---- Data for analysis

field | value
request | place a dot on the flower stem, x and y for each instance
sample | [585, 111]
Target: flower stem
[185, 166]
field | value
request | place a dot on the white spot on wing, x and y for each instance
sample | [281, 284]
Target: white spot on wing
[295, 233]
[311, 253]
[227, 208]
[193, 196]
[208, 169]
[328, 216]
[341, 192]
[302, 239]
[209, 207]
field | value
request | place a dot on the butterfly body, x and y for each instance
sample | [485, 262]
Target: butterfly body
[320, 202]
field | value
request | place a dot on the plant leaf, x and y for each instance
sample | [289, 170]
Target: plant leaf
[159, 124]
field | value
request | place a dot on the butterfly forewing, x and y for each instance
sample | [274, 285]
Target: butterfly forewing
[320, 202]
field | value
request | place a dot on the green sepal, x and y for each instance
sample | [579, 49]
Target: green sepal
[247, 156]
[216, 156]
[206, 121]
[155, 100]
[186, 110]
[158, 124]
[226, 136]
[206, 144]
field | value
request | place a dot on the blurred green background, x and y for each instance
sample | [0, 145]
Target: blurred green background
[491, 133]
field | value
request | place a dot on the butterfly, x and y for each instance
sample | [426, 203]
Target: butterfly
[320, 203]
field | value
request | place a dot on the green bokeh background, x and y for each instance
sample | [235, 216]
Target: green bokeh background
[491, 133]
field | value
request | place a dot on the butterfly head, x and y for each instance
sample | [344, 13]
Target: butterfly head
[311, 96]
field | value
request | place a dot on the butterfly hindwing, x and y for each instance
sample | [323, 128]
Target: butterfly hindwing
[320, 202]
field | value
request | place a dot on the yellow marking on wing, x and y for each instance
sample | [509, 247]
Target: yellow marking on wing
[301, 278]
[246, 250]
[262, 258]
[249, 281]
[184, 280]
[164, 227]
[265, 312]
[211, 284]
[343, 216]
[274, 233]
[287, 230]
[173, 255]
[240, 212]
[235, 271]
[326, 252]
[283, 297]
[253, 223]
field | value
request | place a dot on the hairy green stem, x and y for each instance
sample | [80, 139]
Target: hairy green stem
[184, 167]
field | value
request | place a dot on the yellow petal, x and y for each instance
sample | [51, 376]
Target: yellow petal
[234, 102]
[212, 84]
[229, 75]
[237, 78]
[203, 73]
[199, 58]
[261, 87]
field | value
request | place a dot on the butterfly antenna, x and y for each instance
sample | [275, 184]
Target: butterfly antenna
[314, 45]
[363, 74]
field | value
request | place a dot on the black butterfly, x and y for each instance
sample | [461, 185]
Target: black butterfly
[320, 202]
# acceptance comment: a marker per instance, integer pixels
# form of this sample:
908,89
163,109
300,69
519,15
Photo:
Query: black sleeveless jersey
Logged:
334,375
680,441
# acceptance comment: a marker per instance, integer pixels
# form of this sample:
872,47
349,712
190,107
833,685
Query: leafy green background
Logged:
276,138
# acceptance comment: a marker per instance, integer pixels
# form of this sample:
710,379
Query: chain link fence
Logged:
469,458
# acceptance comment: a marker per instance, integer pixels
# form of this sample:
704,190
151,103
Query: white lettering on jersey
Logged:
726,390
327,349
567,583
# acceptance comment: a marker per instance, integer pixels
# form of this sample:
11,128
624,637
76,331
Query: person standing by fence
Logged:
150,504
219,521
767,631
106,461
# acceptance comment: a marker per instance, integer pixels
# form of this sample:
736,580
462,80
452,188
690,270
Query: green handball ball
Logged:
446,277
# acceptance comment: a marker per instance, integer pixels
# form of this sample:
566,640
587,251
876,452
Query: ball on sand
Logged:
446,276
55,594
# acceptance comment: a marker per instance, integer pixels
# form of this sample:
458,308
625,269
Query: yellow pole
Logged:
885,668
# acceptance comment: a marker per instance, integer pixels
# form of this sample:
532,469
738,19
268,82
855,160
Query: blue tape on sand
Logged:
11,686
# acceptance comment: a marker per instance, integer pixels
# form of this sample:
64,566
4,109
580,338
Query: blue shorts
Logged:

--------

Prompt: Would you filter the entries above and keep each line that has the word "sand"?

Written response:
Query: ball on sand
Query: blue tape on sand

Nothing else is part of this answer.